BEGIN Data for this exercise

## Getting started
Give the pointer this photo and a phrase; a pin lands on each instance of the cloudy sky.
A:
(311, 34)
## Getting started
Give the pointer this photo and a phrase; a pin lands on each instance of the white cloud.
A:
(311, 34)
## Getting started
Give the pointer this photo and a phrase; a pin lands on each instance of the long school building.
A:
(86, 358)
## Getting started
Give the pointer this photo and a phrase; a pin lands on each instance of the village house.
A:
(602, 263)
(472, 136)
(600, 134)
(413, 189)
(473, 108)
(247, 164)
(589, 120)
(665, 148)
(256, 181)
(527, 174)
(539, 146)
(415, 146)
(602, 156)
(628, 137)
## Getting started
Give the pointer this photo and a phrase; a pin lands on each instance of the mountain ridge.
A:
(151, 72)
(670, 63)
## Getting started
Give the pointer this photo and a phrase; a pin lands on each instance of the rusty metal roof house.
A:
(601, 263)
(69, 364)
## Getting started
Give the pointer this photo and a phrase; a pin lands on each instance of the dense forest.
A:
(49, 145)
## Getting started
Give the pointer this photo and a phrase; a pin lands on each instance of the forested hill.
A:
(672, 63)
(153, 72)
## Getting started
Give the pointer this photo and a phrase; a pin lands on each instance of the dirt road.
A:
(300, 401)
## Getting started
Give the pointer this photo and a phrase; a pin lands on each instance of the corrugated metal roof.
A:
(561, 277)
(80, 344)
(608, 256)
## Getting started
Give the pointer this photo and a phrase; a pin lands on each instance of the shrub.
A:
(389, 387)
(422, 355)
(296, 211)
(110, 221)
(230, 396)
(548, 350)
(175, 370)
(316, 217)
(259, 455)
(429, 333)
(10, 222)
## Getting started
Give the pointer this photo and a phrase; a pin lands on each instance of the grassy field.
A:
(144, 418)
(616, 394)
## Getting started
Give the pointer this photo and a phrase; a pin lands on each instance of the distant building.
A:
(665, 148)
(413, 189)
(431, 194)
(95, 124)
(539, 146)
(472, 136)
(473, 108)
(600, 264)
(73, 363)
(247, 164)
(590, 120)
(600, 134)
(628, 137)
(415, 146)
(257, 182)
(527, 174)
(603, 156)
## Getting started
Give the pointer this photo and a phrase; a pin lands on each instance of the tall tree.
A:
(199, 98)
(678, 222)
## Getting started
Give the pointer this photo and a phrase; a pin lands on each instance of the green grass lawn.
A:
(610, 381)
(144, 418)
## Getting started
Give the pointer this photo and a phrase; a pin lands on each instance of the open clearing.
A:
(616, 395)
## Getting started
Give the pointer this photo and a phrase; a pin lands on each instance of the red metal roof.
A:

END Data for this exercise

:: What to work on ::
Write out the records. Leave nothing out and change nothing.

:: Solution for this exercise ::
## Getting started
Give the pointer this photo and a phrase; a pin lands on each instance of the cloudy sky.
A:
(311, 34)
## Getting started
Give the pointer this photo and a phrase; a pin lands on each instance of the white cloud.
A:
(311, 34)
## Getting started
Give the pointer this photo and a phrase; a pin lands on each instance of the long school building.
A:
(86, 358)
## Getting started
Give the pointer this photo and a phrase; a pin lands on each instance of the village house.
A:
(602, 263)
(472, 136)
(600, 134)
(413, 189)
(473, 108)
(247, 164)
(589, 120)
(665, 148)
(256, 181)
(527, 174)
(539, 146)
(415, 146)
(602, 156)
(628, 137)
## Getting started
Give the pointer this photo and a phrase; a pin lands on each instance of the mountain ridge.
A:
(151, 72)
(670, 63)
## Getting started
Give the pointer this photo and a phrase; a pin lands on each instance of the rusty metal roof house.
A:
(601, 263)
(69, 364)
## Getting started
Give the pointer this photo and a phrase; a pin lands on each instance of the dense forest.
A:
(49, 145)
## Getting started
Give the pointer this photo and a phrase; a pin lands on each instance of the forested hill.
A:
(672, 63)
(153, 72)
## Getting started
Give the pointer this photo and a phrase; a pin lands on each instance of the dirt road.
A:
(300, 401)
## Getting started
Give the pointer this photo and a phrase; a pin lands on each instance of the corrugated metal roof.
A:
(561, 277)
(80, 344)
(608, 256)
## Getting started
Give the pointer this photo and a phrase; a pin lands on each instance of the shrub.
A:
(389, 387)
(422, 355)
(296, 211)
(110, 221)
(230, 396)
(548, 350)
(175, 370)
(316, 217)
(259, 455)
(429, 333)
(10, 222)
## Getting started
Give the pointer this photo and a phrase; a pin lands on each instance of the grassy field.
A:
(144, 418)
(616, 394)
## Getting started
Give the pointer this photo and a phrase; a pin lands on each instance of the distant building.
A:
(665, 148)
(413, 189)
(431, 194)
(95, 124)
(539, 146)
(472, 136)
(473, 108)
(600, 264)
(73, 363)
(247, 164)
(590, 120)
(600, 134)
(628, 137)
(415, 146)
(257, 182)
(527, 174)
(603, 156)
## Getting started
Give the pointer this photo and a phrase; a pin lands on each instance of the tall tree.
A:
(199, 98)
(678, 222)
## Getting started
Give the pointer this photo and a phrase; a pin lands on each instance of the green grass lawn.
A:
(610, 381)
(144, 418)
## Getting started
Give the pointer this photo and a phrase; a pin lands on each instance of the open clearing.
A:
(616, 395)
## Getting started
Give the pointer this photo and a phrase; a pin lands on each instance of the red metal roof.
A:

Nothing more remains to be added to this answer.